• Task to complete: Every entry in the data below needs to be repeated exactly.

• Data for the task:
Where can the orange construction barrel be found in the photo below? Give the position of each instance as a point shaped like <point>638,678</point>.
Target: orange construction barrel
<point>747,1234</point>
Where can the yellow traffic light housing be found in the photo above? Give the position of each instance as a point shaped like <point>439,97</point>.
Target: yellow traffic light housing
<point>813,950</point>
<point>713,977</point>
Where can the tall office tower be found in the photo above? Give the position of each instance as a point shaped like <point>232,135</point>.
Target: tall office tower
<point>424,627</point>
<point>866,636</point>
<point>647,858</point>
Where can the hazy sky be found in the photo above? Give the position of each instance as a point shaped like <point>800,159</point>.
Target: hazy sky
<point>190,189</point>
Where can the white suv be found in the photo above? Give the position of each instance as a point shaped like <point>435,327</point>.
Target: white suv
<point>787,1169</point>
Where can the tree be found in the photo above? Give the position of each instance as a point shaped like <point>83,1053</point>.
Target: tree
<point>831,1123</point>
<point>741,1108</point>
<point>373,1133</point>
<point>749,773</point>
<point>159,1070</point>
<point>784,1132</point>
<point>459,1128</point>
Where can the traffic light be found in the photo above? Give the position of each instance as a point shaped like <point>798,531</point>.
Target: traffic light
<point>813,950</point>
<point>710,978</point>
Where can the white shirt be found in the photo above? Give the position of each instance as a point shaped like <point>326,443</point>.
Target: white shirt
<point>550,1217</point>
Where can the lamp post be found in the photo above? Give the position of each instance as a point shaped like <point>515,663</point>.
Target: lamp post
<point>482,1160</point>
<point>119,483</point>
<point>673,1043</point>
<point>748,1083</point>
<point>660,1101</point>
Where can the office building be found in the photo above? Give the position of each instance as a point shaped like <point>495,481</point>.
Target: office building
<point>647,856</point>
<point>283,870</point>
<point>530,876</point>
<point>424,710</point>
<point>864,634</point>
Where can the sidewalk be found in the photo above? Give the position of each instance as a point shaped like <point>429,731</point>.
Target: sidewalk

• Result:
Where can the orange construction barrel be found in the photo below? Give the position of each instance as a point shaped like <point>638,678</point>.
Target: orange construction barrel
<point>747,1234</point>
Where can the yellow traffic light housing be found in the photo above? Give the position of each instance as a point shaped like <point>439,97</point>.
Target: yellow traffic light housing
<point>813,950</point>
<point>713,977</point>
Where can the tall office tower be found in the photo above? Give the position of each instance as a point shaped like <point>232,135</point>.
Target: tall office tower
<point>424,627</point>
<point>866,636</point>
<point>647,858</point>
Where can the hazy sky be found in the photo above? Give the position of each instance as a point shaped like <point>800,159</point>.
Target: hazy sky
<point>190,189</point>
Where can the white suv be found in the photo above? Give the position of each instance as a point shaped like <point>435,327</point>.
Target: white suv
<point>787,1169</point>
Where can the tree be found in the photo above? Give the position of each instance as a point shaped like <point>83,1053</point>.
Target: tree
<point>831,1123</point>
<point>741,1108</point>
<point>373,1133</point>
<point>749,773</point>
<point>159,1070</point>
<point>784,1132</point>
<point>459,1128</point>
Where can the traffic light be found in the photo above? Give the position of each instance as a point shaped like <point>798,531</point>.
Target: traffic light
<point>813,950</point>
<point>710,978</point>
Where can the white shirt be found in the photo above? Give the position of each instance as a point shaped like <point>326,443</point>.
Target: white shirt
<point>550,1217</point>
Where can the lamp post be found in the photo above? Give the position of each instance as a point shaped like <point>515,663</point>.
Target: lamp post
<point>482,1160</point>
<point>119,483</point>
<point>673,1043</point>
<point>748,1083</point>
<point>660,1101</point>
Where can the office building be found in the photo above? Give the position of each instance as a point shaped like <point>495,481</point>.
Target: office building
<point>647,856</point>
<point>283,870</point>
<point>530,876</point>
<point>424,710</point>
<point>864,634</point>
Where can the sidewalk be found in the photo above? Give the position of each instance as a point shaped like <point>429,731</point>.
Target: sidewalk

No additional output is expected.